Point labeling examples:
-.-.-
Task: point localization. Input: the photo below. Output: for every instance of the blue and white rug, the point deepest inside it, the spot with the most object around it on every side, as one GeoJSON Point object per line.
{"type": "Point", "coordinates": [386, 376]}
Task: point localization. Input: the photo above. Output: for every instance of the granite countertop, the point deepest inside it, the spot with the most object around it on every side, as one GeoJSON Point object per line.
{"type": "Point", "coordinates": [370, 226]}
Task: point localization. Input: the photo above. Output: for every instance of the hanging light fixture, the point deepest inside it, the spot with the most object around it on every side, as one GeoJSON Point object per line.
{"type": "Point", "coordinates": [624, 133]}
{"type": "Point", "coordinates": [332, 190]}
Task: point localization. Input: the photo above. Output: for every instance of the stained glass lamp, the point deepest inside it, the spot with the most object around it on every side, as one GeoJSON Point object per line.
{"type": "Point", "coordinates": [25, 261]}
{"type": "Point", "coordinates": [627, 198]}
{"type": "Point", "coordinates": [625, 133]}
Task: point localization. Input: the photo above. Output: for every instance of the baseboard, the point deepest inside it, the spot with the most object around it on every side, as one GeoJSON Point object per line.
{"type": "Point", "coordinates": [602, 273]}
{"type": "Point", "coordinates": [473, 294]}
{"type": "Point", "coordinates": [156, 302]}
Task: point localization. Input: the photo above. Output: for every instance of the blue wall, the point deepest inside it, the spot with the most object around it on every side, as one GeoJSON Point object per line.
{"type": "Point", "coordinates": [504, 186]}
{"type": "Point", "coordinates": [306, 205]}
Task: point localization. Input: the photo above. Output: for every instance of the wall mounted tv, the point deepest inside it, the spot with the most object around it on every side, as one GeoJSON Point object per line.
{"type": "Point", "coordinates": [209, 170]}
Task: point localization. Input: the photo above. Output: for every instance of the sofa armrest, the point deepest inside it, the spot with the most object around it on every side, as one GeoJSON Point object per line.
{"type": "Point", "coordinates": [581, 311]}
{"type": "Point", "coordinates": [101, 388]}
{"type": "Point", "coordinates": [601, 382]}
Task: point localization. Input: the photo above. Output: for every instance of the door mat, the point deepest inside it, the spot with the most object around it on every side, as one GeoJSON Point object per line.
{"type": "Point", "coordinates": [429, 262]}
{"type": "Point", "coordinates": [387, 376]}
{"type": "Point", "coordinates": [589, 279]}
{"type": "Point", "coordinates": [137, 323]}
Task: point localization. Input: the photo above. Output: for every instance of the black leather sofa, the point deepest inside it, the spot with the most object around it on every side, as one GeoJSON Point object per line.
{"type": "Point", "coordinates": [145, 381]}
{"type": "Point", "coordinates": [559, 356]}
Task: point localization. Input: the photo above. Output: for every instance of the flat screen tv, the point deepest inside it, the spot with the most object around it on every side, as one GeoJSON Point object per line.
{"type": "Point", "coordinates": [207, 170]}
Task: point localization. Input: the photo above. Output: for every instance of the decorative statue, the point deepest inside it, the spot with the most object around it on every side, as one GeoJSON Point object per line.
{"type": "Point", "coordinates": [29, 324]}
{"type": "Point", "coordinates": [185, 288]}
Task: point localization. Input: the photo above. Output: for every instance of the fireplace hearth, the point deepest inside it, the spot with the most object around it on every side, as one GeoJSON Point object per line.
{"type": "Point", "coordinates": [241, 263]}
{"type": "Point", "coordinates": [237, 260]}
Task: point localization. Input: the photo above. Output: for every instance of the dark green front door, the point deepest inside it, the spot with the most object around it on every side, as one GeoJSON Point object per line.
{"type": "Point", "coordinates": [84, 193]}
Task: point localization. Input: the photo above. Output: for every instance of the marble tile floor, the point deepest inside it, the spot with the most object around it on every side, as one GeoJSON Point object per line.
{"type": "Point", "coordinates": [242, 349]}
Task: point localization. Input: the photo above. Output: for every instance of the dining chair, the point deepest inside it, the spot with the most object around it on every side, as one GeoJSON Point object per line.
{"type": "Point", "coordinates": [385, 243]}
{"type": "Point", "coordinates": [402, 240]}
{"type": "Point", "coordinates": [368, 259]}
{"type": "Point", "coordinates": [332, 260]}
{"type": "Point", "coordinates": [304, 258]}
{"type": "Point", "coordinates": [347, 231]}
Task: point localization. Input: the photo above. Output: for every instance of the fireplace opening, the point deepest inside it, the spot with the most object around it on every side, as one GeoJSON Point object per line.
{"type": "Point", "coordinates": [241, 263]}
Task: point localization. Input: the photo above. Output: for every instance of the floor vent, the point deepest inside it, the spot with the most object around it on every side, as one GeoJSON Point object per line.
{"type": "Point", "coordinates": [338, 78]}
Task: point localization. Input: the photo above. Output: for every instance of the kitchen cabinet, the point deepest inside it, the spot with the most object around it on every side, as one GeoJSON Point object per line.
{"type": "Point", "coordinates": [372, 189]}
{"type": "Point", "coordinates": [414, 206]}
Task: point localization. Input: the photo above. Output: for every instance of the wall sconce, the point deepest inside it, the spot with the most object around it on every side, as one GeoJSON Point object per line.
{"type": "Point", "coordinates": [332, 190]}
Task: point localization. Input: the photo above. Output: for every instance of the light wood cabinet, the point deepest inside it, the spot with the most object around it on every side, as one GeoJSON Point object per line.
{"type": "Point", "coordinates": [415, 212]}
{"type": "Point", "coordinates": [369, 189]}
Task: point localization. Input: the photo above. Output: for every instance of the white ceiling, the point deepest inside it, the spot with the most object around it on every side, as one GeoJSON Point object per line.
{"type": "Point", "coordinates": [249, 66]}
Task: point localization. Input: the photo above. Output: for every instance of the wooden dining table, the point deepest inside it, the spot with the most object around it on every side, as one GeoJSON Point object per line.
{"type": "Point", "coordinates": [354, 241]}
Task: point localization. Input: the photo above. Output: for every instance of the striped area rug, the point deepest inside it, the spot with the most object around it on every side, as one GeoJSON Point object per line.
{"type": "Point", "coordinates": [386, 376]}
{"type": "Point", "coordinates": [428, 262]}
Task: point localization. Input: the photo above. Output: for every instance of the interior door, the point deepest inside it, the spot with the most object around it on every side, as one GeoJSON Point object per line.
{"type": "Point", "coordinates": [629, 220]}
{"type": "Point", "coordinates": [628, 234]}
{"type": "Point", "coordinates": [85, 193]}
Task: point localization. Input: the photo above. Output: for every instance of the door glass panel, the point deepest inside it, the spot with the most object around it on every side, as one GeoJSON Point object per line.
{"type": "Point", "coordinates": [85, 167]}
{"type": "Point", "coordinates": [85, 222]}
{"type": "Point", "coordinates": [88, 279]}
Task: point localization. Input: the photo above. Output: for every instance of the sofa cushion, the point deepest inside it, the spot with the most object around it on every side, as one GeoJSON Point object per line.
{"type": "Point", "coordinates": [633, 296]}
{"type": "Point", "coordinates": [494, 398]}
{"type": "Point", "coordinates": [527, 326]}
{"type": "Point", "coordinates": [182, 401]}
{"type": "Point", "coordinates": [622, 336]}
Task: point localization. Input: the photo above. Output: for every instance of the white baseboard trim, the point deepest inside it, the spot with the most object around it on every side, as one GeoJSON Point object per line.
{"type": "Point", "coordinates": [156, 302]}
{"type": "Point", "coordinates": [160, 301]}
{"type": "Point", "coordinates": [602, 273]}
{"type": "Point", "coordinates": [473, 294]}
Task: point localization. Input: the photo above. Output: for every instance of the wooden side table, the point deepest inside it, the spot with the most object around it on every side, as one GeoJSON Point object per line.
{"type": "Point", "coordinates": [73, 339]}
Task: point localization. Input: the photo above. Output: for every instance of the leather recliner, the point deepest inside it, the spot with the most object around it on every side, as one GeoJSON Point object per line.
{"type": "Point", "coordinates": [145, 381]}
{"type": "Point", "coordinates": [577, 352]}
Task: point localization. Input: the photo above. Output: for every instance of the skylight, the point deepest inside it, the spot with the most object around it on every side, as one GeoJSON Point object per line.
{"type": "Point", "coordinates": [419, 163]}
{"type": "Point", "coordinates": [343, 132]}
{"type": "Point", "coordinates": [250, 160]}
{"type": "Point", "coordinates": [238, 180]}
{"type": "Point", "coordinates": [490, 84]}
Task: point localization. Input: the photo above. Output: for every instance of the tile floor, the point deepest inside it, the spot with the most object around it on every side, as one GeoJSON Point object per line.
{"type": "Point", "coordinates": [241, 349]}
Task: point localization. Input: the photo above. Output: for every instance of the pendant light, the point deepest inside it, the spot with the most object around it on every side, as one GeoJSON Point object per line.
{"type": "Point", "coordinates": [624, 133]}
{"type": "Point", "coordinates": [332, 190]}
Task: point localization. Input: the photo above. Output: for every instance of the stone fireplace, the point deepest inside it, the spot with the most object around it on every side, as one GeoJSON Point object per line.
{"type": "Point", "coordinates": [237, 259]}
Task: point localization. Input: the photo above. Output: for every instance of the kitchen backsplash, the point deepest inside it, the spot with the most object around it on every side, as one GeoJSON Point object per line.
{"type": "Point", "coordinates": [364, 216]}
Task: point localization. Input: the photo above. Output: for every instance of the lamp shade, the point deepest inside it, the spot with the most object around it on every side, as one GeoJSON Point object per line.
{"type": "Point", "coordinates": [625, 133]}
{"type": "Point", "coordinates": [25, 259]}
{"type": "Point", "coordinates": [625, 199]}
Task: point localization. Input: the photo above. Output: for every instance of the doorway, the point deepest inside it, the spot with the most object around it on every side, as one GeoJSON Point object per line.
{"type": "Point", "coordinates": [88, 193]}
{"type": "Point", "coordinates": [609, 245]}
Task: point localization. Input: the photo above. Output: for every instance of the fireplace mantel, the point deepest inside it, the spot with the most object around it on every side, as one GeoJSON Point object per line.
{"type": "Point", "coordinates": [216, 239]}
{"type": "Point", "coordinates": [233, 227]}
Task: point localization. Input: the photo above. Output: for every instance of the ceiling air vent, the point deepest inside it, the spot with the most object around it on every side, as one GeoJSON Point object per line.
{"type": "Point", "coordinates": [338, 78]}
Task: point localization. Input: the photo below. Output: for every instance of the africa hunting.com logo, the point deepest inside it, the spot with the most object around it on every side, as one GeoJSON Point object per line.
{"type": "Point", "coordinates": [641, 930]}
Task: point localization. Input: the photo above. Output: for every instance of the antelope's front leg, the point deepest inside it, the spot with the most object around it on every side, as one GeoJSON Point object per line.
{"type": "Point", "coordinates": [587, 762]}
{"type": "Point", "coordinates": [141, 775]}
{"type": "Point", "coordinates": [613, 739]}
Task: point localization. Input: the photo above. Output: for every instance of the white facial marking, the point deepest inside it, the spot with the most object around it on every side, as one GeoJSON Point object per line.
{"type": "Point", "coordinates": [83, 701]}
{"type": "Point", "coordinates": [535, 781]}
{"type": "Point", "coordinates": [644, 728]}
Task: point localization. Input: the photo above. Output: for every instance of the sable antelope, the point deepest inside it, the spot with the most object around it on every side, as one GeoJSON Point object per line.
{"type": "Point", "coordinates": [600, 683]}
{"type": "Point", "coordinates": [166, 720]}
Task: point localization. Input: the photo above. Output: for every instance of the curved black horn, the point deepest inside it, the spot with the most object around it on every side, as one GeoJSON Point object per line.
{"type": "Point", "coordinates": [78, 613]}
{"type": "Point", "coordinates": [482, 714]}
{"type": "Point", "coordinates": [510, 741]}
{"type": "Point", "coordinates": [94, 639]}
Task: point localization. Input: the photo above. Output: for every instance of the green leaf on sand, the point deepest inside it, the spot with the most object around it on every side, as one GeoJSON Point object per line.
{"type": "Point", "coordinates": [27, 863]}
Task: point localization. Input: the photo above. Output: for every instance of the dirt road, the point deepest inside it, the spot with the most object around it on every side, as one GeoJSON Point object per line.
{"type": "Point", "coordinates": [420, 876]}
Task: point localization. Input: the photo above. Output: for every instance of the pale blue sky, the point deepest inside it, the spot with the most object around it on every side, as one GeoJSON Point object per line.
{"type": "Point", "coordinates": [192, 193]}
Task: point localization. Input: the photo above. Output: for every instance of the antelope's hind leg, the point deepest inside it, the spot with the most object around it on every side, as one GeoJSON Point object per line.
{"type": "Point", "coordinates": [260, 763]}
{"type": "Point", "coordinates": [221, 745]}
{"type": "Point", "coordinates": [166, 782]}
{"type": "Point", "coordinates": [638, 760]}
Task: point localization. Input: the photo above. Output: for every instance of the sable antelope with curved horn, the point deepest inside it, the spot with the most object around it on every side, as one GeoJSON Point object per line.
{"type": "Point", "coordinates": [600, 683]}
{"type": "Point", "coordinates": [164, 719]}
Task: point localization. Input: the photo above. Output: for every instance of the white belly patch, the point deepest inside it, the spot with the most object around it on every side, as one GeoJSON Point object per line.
-.-.-
● WRITTEN PROBLEM:
Output, unchanged, the lines from the line with "of the pale" through the final line of the material.

● THE OUTPUT:
Task: point localization. Input: the photo above. Output: for every instance of the pale blue sky, the point deepest inside it, the spot with the most object around it on every side, as one GeoJSON Point object per line.
{"type": "Point", "coordinates": [192, 193]}
Task: point localization. Input: the photo above. Output: for every instance of the antelope's hind leg, the point deepest inside it, the spot with the most object around it on every side, as one GeoJSON Point object per line.
{"type": "Point", "coordinates": [260, 763]}
{"type": "Point", "coordinates": [221, 745]}
{"type": "Point", "coordinates": [166, 782]}
{"type": "Point", "coordinates": [638, 760]}
Task: point localization. Input: the photo above. Output: for every instance of the sable antelope with curved horn, the point deepest inside it, the spot with the most object around it on every side, as one GeoJSON Point object per line.
{"type": "Point", "coordinates": [600, 683]}
{"type": "Point", "coordinates": [164, 719]}
Task: point localization. Input: the photo above. Output: for every instance of the white belly patch, the point deepest inside it, the spot with the most object around it on every side, as one GeoJSON Point object per line.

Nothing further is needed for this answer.